◆ Supplied material:

__________________________________________________

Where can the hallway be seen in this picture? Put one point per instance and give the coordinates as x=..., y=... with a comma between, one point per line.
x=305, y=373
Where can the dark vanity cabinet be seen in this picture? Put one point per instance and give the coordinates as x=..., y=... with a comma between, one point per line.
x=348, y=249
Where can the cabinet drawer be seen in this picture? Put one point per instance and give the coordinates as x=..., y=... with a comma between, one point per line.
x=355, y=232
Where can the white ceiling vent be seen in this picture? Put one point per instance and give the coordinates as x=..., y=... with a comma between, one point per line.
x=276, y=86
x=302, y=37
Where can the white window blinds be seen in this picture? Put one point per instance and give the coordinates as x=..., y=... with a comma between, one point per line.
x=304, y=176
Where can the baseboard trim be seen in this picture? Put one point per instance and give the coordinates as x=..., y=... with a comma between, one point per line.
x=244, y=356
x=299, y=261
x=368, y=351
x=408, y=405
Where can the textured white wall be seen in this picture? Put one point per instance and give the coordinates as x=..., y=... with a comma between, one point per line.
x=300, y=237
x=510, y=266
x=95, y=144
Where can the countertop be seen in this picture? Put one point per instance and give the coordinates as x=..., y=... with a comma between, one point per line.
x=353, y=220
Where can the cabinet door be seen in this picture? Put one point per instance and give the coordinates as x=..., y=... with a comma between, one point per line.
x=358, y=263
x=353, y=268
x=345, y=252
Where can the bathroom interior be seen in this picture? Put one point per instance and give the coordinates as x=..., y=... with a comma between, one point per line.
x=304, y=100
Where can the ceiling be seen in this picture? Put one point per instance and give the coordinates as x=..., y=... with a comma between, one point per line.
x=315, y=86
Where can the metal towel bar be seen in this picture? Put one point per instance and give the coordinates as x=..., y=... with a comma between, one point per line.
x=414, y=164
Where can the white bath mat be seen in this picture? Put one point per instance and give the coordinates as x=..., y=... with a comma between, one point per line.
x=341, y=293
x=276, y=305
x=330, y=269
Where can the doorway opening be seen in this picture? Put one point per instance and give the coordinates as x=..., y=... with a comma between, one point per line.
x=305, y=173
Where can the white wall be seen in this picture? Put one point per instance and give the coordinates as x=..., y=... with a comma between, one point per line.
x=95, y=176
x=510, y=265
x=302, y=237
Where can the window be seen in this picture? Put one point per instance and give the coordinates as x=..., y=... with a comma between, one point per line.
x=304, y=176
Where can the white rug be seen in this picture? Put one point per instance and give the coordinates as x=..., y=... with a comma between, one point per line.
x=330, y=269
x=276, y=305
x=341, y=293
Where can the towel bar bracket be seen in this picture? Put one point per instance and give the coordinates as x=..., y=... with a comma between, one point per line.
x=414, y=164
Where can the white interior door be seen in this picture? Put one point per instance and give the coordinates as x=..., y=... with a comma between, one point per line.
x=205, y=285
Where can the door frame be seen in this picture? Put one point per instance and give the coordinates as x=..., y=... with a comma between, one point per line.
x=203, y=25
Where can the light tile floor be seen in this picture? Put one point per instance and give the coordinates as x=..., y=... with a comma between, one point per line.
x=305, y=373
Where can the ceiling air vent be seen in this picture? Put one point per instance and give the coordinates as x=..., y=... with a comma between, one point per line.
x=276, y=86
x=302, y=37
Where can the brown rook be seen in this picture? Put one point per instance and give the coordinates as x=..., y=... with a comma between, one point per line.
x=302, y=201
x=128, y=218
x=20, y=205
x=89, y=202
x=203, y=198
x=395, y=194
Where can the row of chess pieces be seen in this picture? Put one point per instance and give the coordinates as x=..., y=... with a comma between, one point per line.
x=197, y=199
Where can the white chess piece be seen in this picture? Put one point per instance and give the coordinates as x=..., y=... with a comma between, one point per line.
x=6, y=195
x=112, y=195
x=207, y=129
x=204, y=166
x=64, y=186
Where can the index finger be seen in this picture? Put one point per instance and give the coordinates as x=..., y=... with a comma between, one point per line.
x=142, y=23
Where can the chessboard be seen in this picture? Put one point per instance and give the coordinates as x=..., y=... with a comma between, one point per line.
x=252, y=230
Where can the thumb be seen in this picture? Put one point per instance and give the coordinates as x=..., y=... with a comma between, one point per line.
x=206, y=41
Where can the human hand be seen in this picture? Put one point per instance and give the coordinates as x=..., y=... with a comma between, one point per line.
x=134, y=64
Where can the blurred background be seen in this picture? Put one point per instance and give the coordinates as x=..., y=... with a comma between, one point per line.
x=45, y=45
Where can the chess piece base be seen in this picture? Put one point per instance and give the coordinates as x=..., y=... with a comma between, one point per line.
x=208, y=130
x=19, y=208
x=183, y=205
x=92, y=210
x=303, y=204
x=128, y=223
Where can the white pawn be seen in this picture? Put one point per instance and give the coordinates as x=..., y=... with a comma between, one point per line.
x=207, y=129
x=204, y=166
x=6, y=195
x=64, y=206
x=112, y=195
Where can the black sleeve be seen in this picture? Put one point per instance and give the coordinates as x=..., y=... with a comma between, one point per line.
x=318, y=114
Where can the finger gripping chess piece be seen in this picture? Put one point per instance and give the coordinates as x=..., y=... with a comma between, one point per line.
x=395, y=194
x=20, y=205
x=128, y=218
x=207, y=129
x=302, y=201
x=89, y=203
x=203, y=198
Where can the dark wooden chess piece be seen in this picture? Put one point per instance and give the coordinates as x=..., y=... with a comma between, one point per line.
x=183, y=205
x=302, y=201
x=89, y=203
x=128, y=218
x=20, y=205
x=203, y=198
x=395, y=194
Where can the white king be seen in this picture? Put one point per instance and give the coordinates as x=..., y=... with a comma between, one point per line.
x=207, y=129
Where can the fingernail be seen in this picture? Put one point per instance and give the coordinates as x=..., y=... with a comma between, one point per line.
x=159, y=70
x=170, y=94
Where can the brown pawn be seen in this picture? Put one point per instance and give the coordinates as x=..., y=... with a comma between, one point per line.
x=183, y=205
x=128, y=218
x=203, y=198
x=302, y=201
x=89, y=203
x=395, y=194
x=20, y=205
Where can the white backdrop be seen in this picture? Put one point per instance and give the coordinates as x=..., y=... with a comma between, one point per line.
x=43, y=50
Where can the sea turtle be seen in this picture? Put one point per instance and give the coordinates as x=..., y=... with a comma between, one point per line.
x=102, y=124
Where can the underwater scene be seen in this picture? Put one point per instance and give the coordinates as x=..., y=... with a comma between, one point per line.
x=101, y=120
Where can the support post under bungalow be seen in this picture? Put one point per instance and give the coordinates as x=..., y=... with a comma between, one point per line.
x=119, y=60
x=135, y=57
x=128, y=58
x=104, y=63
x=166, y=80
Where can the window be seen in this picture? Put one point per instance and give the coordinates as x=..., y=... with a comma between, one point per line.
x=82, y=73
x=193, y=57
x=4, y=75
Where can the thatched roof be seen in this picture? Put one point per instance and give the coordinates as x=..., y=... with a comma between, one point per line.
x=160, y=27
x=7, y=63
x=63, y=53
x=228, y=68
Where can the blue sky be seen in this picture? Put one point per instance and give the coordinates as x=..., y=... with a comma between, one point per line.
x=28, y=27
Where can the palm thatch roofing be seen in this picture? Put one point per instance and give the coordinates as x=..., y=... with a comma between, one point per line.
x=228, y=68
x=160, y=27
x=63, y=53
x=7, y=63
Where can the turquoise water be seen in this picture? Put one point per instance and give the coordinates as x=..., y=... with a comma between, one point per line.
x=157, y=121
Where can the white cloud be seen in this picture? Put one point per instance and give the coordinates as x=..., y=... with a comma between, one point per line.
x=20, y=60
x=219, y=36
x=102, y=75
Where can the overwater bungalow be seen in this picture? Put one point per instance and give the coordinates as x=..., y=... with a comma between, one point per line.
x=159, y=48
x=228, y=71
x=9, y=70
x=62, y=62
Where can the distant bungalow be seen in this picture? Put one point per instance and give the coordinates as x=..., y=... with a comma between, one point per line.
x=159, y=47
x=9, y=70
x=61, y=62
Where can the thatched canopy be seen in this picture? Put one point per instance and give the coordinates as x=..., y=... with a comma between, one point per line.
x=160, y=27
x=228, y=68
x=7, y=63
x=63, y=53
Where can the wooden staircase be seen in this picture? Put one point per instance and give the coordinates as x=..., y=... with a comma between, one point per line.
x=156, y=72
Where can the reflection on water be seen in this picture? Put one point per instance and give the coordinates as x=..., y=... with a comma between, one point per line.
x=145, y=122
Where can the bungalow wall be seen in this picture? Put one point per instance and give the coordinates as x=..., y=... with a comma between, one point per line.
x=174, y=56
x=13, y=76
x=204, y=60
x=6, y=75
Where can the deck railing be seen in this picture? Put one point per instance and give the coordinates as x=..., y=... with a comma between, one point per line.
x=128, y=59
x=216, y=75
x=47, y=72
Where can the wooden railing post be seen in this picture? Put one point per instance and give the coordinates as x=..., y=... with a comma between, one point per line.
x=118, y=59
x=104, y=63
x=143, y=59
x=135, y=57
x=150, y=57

__________________________________________________

◆ Problem statement: The lines from the one with "Where can the turquoise" through the final line of the data are to be reproduced exactly, both included, with no other lines.

◆ Answer to this exercise:
Where can the turquoise water be seen in this picture? Put one point per instance and give the coordinates as x=..., y=... with a comma between, one point per line.
x=157, y=121
Where can the white cloud be seen in this picture? Put one point per instance and give the coordinates as x=..., y=... with a comma between, one point per line.
x=20, y=60
x=219, y=36
x=102, y=75
Where can the overwater bungalow be seen in this picture? Put one point per instance and give the coordinates as x=..., y=... with a comma between, one point per line.
x=159, y=48
x=228, y=71
x=9, y=70
x=62, y=62
Where can the distant bungalow be seen in this picture? Put one point per instance and give the coordinates as x=..., y=... with a comma between, one point per line.
x=159, y=47
x=9, y=70
x=61, y=62
Where can the thatched canopy be seen in this picture? Put one point per instance and give the coordinates as x=..., y=... with a comma between, one point per line.
x=160, y=27
x=228, y=68
x=7, y=63
x=63, y=53
Where can the wooden staircase be seen in this picture? Put one point per instance and give the coordinates as x=..., y=... with a comma between, one point per line.
x=156, y=72
Where can the reflection on water be seen in this picture? Put one point per instance and give the coordinates as x=..., y=... with a comma between, one point per line.
x=145, y=122
Where can the bungalow wall be seen in this picture? Put one point per instance and give the coordinates as x=..., y=... with a comma between, one point per line.
x=174, y=56
x=13, y=76
x=204, y=60
x=6, y=75
Where can the deck railing be seen in this picture? Put one point per instance and give the coordinates as x=..., y=... with a comma between, one point per line.
x=128, y=59
x=216, y=75
x=47, y=72
Where can the wooden railing post be seen in this picture? Put one point per instance and give the coordinates as x=..., y=... with a comma between, one point per line.
x=118, y=59
x=104, y=63
x=143, y=59
x=135, y=57
x=150, y=57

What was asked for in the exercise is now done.